**EXTRAIT DU DOCUMENT:**
Minimum syndical côté Fed

Si l’on pouvait douter de la capacité de la Fed à changer radicalement de ton dès aujourd’hui malgré le contexte de marché (cf notre preview d’hier), on aurait néanmoins pu s’attendre à davantage de nuances par rapport à la voie tracée en décembre. Celles-ci manquent indiscutablement à l’appel. Malgré l’assurance d’une surveillance rapprochée des développements économiques et financiers internationaux, rien ne laisse suggérer, à ce stade, de quelconque remise en cause de son scénario de hausse des taux. La confiance affichée à l’égard des perspectives du marché de l’emploi l’emporte, par ailleurs, assez largement sur le ton du communiqué dont la seule réserve provient du changement de qualificatif porté sur la croissance de la consommation et de l’investissement, abaissé au rang de « modérée » au lieu de « robuste » le mois dernier.

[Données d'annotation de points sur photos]

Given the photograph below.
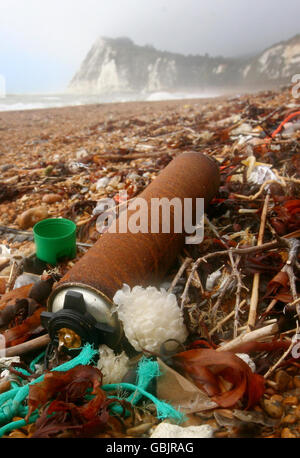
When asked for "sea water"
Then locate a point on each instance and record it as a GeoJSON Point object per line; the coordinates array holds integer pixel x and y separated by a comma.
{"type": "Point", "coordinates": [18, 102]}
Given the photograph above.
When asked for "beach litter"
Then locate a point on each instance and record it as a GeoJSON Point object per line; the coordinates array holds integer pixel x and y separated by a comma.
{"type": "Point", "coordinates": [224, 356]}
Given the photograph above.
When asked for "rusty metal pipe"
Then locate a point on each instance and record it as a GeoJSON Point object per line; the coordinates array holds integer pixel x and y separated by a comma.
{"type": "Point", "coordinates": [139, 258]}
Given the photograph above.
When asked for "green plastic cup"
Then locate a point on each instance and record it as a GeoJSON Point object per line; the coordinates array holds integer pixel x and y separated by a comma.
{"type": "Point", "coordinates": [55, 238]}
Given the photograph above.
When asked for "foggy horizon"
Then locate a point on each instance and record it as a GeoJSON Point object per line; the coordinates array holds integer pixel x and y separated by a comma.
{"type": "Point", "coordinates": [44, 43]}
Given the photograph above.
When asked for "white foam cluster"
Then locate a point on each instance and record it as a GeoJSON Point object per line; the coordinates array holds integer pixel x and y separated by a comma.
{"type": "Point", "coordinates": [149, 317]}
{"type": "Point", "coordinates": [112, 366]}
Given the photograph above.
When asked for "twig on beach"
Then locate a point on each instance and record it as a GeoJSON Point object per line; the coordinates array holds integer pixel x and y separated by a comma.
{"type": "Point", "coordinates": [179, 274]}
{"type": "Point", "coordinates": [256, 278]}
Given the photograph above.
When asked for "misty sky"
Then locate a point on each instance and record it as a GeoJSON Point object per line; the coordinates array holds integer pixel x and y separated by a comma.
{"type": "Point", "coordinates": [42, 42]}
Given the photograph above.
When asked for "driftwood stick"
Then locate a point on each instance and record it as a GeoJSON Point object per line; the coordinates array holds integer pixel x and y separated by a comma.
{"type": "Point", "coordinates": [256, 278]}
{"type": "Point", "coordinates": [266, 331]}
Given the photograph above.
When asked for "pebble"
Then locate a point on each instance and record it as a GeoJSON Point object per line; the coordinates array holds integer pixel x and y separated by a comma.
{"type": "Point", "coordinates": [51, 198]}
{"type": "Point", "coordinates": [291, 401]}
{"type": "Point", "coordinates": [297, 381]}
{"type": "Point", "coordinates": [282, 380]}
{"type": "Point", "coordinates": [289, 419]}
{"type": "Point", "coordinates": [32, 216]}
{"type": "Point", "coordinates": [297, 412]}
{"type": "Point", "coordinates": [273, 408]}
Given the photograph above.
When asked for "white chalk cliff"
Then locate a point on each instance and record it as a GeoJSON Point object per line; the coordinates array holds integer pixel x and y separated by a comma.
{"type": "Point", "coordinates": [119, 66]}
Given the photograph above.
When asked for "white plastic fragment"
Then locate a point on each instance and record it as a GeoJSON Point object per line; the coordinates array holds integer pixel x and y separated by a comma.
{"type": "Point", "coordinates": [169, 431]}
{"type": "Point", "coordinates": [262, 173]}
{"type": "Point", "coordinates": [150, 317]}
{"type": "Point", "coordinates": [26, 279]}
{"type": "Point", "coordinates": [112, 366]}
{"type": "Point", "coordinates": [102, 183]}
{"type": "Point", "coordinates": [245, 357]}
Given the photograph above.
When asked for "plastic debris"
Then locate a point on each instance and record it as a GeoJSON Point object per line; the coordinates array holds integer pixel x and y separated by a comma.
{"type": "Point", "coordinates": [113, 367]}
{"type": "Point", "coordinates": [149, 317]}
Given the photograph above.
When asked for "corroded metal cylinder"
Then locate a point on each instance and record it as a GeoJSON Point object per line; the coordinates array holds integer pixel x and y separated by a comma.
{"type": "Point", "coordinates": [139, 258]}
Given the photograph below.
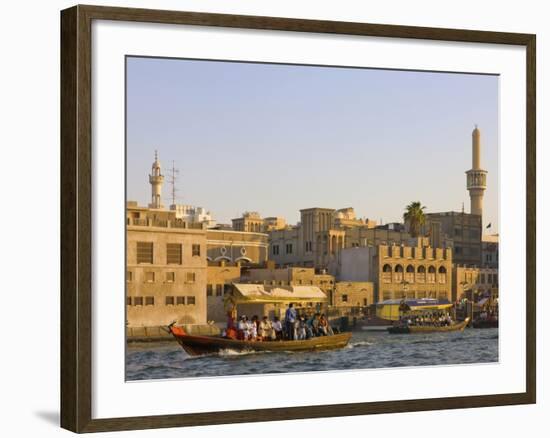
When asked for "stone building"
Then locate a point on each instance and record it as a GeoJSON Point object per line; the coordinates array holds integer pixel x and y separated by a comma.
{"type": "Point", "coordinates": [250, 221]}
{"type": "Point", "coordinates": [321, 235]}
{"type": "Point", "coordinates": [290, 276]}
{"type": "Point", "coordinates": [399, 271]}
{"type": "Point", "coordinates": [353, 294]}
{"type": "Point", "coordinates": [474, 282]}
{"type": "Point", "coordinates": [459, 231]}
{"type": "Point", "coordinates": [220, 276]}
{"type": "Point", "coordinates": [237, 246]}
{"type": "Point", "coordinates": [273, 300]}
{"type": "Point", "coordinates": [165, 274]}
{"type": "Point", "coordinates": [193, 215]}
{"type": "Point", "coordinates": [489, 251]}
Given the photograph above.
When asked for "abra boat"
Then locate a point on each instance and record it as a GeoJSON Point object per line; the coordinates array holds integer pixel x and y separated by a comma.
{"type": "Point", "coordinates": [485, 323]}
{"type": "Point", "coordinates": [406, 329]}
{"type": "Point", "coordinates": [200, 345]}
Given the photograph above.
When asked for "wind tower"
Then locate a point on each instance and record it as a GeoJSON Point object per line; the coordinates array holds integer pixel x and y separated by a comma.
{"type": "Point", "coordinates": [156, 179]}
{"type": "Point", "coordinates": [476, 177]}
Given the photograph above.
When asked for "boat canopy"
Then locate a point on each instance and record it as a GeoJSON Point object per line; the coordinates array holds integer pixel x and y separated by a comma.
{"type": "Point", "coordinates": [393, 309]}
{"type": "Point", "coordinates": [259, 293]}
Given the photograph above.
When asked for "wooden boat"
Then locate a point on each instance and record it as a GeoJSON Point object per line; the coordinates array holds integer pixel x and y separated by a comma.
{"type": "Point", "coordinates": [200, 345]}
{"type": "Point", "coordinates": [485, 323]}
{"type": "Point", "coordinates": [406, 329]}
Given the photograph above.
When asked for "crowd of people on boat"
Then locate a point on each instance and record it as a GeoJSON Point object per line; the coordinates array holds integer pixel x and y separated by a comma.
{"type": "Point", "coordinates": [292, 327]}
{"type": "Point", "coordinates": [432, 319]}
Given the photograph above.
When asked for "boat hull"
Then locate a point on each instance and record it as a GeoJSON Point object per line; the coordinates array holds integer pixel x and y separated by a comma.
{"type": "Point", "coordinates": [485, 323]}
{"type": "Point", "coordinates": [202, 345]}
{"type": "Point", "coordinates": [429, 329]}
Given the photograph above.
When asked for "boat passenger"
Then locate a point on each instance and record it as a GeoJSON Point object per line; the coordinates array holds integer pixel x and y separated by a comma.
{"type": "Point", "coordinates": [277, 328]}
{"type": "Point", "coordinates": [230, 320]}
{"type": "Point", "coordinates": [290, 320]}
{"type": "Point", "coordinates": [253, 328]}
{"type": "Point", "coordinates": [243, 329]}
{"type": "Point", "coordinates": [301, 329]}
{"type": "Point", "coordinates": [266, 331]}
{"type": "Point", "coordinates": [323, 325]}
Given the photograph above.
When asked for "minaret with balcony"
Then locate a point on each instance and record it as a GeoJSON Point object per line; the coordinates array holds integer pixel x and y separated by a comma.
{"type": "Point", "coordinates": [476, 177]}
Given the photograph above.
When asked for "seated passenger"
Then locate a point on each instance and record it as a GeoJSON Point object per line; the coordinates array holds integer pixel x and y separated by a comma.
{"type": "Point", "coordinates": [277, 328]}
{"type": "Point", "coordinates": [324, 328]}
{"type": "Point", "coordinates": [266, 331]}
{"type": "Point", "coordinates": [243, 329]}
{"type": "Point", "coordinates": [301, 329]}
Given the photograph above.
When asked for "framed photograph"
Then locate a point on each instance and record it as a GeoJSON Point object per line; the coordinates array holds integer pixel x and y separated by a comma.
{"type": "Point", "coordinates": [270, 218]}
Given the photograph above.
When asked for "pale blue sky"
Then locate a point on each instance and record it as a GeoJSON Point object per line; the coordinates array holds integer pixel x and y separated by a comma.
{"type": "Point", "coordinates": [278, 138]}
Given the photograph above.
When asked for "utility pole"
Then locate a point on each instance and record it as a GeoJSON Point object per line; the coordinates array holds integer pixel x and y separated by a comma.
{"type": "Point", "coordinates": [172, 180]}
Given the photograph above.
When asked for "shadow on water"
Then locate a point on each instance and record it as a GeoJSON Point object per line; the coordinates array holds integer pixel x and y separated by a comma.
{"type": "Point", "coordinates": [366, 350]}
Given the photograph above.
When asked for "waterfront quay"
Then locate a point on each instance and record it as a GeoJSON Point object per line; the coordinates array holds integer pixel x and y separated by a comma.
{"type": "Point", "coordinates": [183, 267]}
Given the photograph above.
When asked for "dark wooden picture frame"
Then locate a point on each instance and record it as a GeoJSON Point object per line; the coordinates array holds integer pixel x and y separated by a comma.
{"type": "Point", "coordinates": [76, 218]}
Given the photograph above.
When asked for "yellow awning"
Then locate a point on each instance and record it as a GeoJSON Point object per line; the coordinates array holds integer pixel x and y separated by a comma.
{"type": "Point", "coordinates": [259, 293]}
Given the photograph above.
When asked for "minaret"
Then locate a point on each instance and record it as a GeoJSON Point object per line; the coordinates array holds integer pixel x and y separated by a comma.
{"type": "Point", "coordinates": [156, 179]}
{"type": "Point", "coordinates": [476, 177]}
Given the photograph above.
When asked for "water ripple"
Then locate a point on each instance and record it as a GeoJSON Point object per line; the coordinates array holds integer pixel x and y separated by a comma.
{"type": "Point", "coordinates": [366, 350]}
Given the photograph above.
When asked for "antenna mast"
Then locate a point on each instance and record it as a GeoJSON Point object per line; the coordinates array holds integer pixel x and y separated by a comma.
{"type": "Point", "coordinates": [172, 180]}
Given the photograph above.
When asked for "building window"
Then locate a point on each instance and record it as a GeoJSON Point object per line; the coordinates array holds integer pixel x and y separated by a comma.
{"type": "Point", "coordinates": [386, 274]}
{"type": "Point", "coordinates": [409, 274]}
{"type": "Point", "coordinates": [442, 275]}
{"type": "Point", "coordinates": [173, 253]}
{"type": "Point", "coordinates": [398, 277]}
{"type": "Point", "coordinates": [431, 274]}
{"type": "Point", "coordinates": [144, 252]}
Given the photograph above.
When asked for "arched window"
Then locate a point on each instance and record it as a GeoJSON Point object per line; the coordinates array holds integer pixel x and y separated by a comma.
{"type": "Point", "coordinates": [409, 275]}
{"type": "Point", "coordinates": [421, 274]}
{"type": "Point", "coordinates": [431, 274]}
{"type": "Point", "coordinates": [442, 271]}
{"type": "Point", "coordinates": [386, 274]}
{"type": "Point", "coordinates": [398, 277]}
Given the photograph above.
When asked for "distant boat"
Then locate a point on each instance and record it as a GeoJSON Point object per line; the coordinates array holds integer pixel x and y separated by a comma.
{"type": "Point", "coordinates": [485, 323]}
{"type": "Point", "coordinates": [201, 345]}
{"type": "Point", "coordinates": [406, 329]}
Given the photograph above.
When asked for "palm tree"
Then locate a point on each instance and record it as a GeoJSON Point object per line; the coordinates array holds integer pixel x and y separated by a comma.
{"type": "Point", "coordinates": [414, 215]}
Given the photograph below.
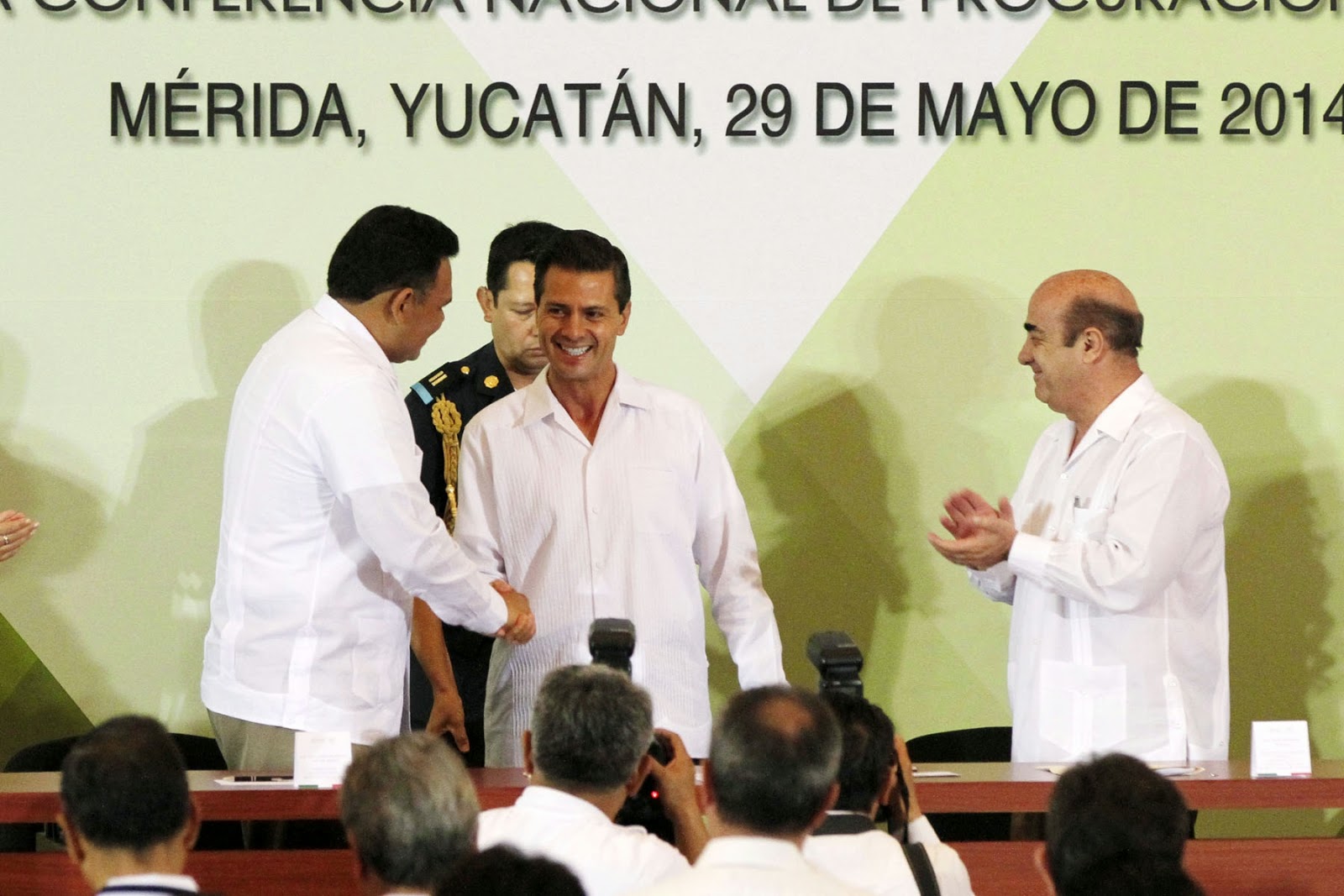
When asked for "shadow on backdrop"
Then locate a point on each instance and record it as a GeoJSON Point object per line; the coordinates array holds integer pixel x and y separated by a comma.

**CONSIGNE:** Dans l'extrait sur la Fed, quel qualificatif le communiqué applique-t-il désormais à la croissance de la consommation et de l'investissement ?

**CORRIGÉ:** « Modérée », au lieu de « robuste » le mois précédent.